*PROVIDED TEXT*
....................
There are three fundamental steps you should perform when you have a program to write:

  1. Define the output and data flows.

  2. Develop the logic to get to that output.

  3. Write the program.

Notice that writing the program is the last step in writing the program. This is not as silly as it sounds. Remember that physically building the house is the last stage of building the house; proper planning is critical before any actual building can start. You will find that writing and typing in the lines of a program is one of the easiest parts of the programming process. If your design is well thought out, the program practically writes itself; typing it in becomes almost an afterthought to the whole process.

Step 1: Define the Output and Data Flows

Before beginning a program, you must have a firm idea of what the program should produce and what data is needed to produce that output. Just as a builder must know what the house should look like before beginning to build it, a programmer must know what the output is going to be before writing the program. Anything that the program produces and the user sees is considered output that you must define. You must know what every screen in the program should look like and what will be on every page of every printed report.

Some programs are rather small, but without knowing where you’re heading, you might take longer to finish the program than you would if you first determined the output in detail. Suppose you wanted to add a Python-based program that allowed a small business to record and store customer contact information. To start, you should make a list of all fields that the program is to produce onscreen. You would not only list each field but also describe the fields. Table 3.1 details the fields on the program’s window.

TABLE 3.1 Fields that your contact management program might display

Field Type Description
Contacts Scrolling list Displays the list of contacts
Name Text field Holds contact’s name
Address Text field Holds contact’s address
City Text field Holds contact’s city
State Text field Holds contact’s state
Zip Text field Holds contact’s zip code
Home Phone # Text field Holds contact’s phone number
Cell Phone # Text field Holds contact’s mobile number
Email Text field Holds contact’s email address
Stage Fixed, scrolling list Displays a list of possible stages this contact might reside in, such as being offered a special follow-up call or perhaps the initial contact
Notes Text field Miscellaneous notes about the contact, such as whether the contact has bought from the company before
Filter Contacts Fixed, scrolling list Enables the user to search for groups of contacts based on the stage the contacts are in so that the user can see a list of all contacts who have been sent a mailing
Edit Function Enables the user to modify an existing contact
Add Function Enables the user to add a new contact
Delete Function Enables the user to delete an existing contact

Many of the fields you list in an output definition may be obvious. The field called Name obviously will hold and display a contact’s name. Being obvious is okay. Keep in mind that if you write programs for other people, as you often will do, you must get approval of your program’s parameters. One of the best ways to begin is to make a list of all the intended program’s fields and make sure that the user agrees that everything is there. Perhaps your client has specific interests, like wanting the Twitter handle of contacts as well. By communicating with your client, you will get a better idea of what you need to add to the program.
....................
*RECORD LIST*

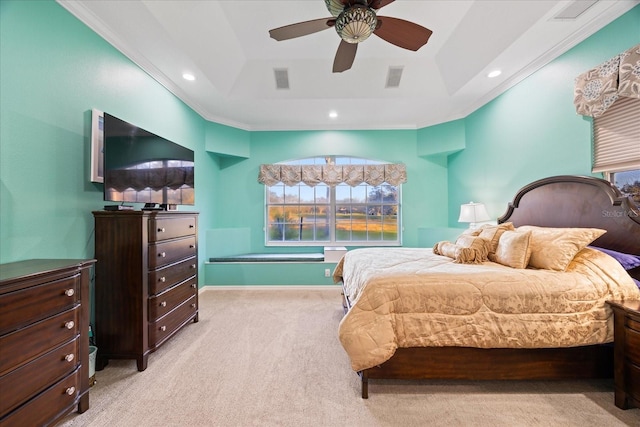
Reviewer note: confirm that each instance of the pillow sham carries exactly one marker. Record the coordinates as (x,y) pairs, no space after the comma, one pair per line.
(628,261)
(493,233)
(555,248)
(513,250)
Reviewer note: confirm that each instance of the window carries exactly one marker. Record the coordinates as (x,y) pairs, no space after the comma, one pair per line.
(628,182)
(324,215)
(616,149)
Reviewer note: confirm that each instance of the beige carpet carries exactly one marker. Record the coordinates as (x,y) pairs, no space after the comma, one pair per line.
(272,358)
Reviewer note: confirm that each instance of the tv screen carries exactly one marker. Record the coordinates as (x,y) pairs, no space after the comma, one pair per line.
(142,167)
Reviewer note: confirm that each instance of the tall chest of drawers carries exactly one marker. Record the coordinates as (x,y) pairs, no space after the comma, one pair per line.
(146,284)
(44,344)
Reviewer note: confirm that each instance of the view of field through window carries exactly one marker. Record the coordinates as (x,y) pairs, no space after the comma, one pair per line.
(628,182)
(321,214)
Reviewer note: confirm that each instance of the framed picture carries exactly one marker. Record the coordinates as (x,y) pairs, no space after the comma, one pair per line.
(97,144)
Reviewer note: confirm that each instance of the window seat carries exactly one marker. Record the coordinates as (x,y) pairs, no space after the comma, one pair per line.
(278,257)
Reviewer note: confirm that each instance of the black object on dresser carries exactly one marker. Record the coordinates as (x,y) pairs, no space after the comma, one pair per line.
(626,353)
(146,285)
(44,347)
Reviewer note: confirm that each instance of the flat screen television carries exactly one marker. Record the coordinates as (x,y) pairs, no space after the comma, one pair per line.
(141,167)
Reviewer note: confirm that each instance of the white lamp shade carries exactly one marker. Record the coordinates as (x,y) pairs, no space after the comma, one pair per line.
(473,212)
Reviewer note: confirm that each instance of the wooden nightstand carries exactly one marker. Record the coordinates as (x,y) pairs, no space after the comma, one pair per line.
(626,353)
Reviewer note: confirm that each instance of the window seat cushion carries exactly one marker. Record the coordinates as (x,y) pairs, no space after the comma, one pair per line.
(294,257)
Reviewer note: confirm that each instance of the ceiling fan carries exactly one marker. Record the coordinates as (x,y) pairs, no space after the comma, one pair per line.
(355,21)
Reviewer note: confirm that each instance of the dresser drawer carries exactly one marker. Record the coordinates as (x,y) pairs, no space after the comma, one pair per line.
(25,306)
(633,381)
(21,384)
(632,346)
(163,303)
(37,412)
(24,345)
(164,253)
(633,322)
(162,328)
(171,274)
(170,228)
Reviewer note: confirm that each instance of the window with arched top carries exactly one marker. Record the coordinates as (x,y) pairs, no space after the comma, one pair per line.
(332,200)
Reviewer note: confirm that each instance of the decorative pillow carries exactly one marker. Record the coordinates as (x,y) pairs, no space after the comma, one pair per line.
(493,233)
(555,248)
(459,253)
(514,249)
(628,261)
(478,244)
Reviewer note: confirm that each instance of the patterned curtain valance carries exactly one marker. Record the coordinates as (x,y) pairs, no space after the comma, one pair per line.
(596,89)
(333,175)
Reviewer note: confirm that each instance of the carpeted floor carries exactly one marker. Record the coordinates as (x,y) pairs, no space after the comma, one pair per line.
(272,358)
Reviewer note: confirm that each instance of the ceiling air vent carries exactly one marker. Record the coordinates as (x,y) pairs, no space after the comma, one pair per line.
(575,9)
(393,77)
(282,78)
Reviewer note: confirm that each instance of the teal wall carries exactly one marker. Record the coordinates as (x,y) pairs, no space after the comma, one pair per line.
(54,70)
(424,192)
(532,131)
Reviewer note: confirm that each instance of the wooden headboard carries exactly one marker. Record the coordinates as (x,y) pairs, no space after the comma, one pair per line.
(579,201)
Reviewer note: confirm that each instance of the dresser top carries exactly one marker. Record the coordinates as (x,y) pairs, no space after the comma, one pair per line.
(21,270)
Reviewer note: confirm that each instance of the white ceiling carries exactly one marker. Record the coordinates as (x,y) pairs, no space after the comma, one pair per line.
(226,45)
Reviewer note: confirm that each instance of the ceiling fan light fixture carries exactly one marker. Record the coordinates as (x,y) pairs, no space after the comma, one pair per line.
(335,7)
(356,24)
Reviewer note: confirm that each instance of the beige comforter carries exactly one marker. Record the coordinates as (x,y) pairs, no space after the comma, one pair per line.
....................
*WRITTEN REQUEST A*
Reproduce word for word the stretch of the passage on program planning from "3. Write the" through "the whole process.".
*WRITTEN REQUEST B*
In Table 3.1 of the passage on program planning, what type is given for the Stage field?
*WRITTEN REQUEST C*
Pick up the passage on program planning after its final sentence and carry it forward.
The rows are separate material from the passage on program planning.

*WRITTEN ANSWER A*
3. Write the program.

Notice that writing the program is the last step in writing the program. This is not as silly as it sounds. Remember that physically building the house is the last stage of building the house; proper planning is critical before any actual building can start. You will find that writing and typing in the lines of a program is one of the easiest parts of the programming process. If your design is well thought out, the program practically writes itself; typing it in becomes almost an afterthought to the whole process.

*WRITTEN ANSWER B*
A fixed, scrolling list.

*WRITTEN ANSWER C*
As you’ll see later this hour, in the section “Rapid Application Development,” you’ll be able to use programs to put together a model of the actual output screen that your users can see. With the model and with your list of fields, you have double verification that the program contains exactly what the user wants.

Input windows such as the Contacts program data-entry screen are part of your output definition. This may seem contradictory, but input screens require that your program place fields on the screen, and you should plan where these input fields must go.

The output definition is more than a preliminary output design. It gives you insight into what data elements the program should track, compute, and produce. Defining the output also helps you gather all the input you need to produce the output.

The output definition consists of many pages of details. You must be able to specify all the details of a problem before you know what output you need. Even command buttons and scrolling list boxes are output because the program will display these items.

In Hour 1, “Hands-On Programming,” you learned that data goes into a program, and the program outputs meaningful information. You should inventory all the data that goes into a program. If you’re using Python to make a customer contact program, you need to know what specific data the owners want to collect from the users. Define what each piece of data is. Perhaps the owners want to ask customers whether they want to submit a name and email address for the weekly sales email blast. Does the company want any additional data from the user, such as physical address, age, and income?

In Hour 4, “Getting Input and Displaying Output,” you’ll learn how to put these ideas into a program. You will learn how a program asks for data and produces information on the screen. This I/O (input/output) process is the most critical part of an application. You want to capture all data required and in an accurate way.

Something is still missing in all this design discussion. You understand the importance of gathering data. You understand the importance of knowing where you’re headed by designing the output. But how do you go from data to output? That’s the next step in the design process: You need to determine what processing will be required to produce the output from the input (data). You must be able to generate proper data flows and calculations so that your program manipulates that data and produces the correct output. The final sections of this hour discuss ways to develop the centerpiece—the logic for your programs.

All output screens, printed reports, and data-entry screens must be defined in advance so you know exactly what is required of your programs. You must also decide what data to keep in files and the format of your data files. As you progress in your programming education, you will learn ways to lay out data files in appropriate formats.

When capturing data, you want to gather data from users in a way that is reasonable, requires little time, and has prompts that request the data in a friendly and unobtrusive manner. Prototyping (discussed next) and rapid application development can help.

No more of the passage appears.